Written instruction:
Switch "storm cloud" to "rain cloud" in the part of the records that runs from their start through the line containing "x=445 y=155", and give those lines again with nothing else changed.

+-------+

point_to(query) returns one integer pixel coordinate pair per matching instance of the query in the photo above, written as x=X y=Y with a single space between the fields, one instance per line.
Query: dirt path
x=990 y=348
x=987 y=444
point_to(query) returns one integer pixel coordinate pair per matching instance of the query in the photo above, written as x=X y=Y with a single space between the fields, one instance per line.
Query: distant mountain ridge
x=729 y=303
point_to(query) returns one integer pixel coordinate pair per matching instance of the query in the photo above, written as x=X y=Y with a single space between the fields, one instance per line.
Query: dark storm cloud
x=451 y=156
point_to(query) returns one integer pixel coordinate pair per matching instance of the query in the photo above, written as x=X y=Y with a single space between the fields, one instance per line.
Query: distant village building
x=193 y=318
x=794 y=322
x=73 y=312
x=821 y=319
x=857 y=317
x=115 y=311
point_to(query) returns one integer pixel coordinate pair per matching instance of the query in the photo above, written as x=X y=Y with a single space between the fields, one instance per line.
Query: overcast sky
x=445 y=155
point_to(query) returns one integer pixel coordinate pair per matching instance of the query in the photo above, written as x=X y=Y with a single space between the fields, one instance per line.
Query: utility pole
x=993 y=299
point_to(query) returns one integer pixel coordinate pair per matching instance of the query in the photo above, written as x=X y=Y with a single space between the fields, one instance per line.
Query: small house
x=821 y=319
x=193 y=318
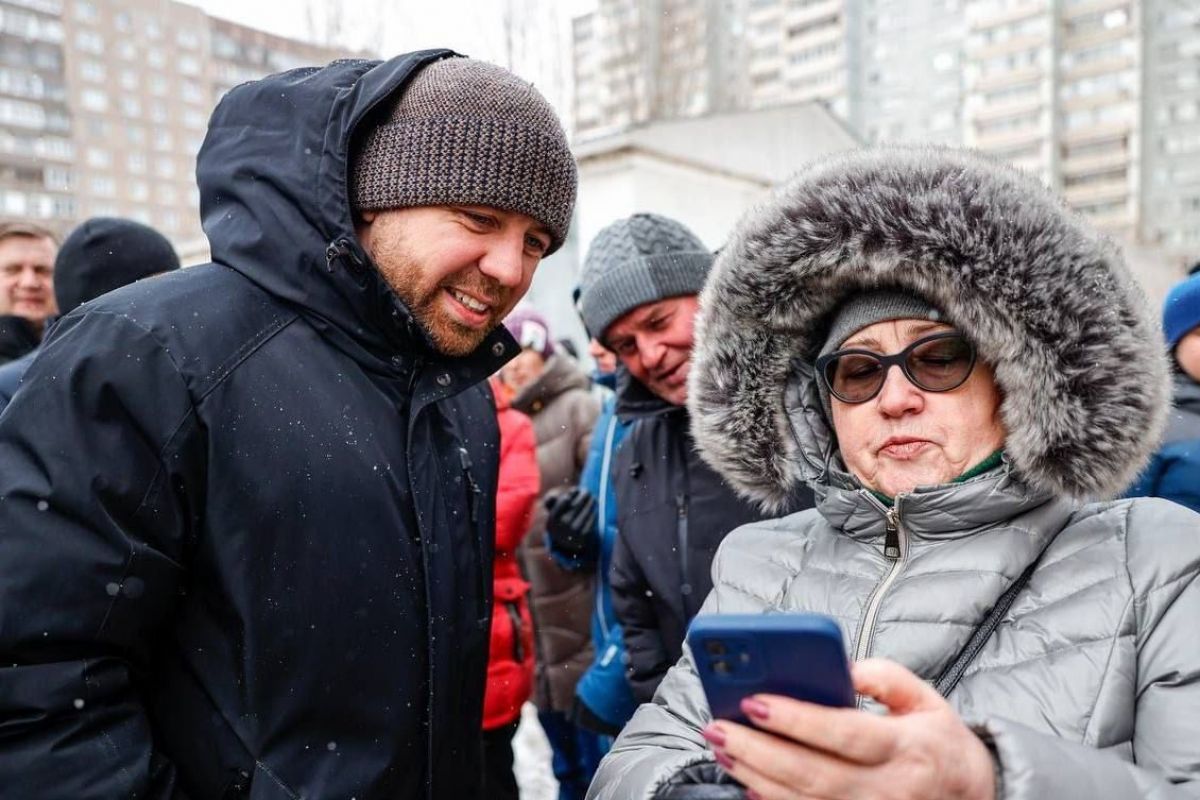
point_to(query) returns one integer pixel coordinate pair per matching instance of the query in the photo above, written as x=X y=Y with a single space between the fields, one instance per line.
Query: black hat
x=107 y=253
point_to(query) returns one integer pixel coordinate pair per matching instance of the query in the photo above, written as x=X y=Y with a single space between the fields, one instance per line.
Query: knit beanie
x=1181 y=311
x=643 y=258
x=865 y=310
x=106 y=253
x=469 y=132
x=531 y=330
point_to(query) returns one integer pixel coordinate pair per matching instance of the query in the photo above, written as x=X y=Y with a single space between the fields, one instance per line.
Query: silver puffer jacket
x=1090 y=686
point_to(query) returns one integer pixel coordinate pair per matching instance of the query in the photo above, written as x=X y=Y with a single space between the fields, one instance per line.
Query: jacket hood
x=1048 y=302
x=275 y=205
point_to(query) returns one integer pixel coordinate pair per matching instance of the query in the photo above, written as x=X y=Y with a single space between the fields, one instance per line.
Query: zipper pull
x=892 y=540
x=341 y=248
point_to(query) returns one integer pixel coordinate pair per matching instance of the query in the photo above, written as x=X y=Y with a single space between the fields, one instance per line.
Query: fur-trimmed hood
x=1049 y=304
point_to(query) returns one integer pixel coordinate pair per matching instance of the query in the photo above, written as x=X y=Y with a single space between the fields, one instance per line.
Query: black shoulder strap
x=953 y=674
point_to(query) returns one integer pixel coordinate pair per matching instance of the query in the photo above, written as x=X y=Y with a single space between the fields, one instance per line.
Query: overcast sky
x=469 y=25
x=541 y=29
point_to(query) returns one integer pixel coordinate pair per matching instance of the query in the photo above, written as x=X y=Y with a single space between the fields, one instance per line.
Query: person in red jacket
x=511 y=656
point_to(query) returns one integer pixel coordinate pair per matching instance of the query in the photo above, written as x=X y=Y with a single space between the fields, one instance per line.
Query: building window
x=57 y=179
x=99 y=158
x=94 y=100
x=90 y=41
x=18 y=113
x=87 y=12
x=103 y=186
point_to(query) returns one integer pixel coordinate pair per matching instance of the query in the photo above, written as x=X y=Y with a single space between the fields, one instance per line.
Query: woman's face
x=906 y=437
x=523 y=370
x=1187 y=354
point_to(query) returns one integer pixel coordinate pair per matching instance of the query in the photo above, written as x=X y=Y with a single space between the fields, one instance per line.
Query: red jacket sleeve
x=519 y=479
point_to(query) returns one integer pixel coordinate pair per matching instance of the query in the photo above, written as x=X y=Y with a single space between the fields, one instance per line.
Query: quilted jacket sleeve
x=1163 y=542
x=519 y=480
x=95 y=519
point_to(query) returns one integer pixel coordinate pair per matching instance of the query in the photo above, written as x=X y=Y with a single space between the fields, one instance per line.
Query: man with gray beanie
x=639 y=296
x=252 y=557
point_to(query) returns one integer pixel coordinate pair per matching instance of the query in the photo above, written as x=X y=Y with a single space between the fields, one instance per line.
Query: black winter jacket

+-------+

Full solution:
point_to(query) returns one integer pixel coordinate pair per matching instance of the query in the photo above, written as x=X y=Y with a single space between the fields, one instance per line.
Query: dirt path
x=990 y=348
x=987 y=444
point_to(query) returns one integer pixel coordinate pair per matching instance of the query in the photo above, written as x=X y=Y with a single space between the fields, one instance per line.
Query: distant mountain ridge
x=729 y=303
point_to(query) returns one integer pixel coordinate pair per matching instance of the query in the photo above, written as x=X y=Y with a single space between the fields, one instance per line.
Query: dark rain cloud
x=451 y=156
point_to(query) returns one integer pixel coordinate pair per matching instance of the query in the photo above, written as x=X y=Y with a single space between the fields, one instance per line.
Query: distant village building
x=193 y=318
x=794 y=322
x=73 y=312
x=821 y=319
x=857 y=317
x=115 y=311
point_to(query) returns one integer pixel coordinate pair per matching instance of the query in the photo above, written as x=X y=Y with a single space between the fields, one instance per line.
Query: overcast sky
x=445 y=155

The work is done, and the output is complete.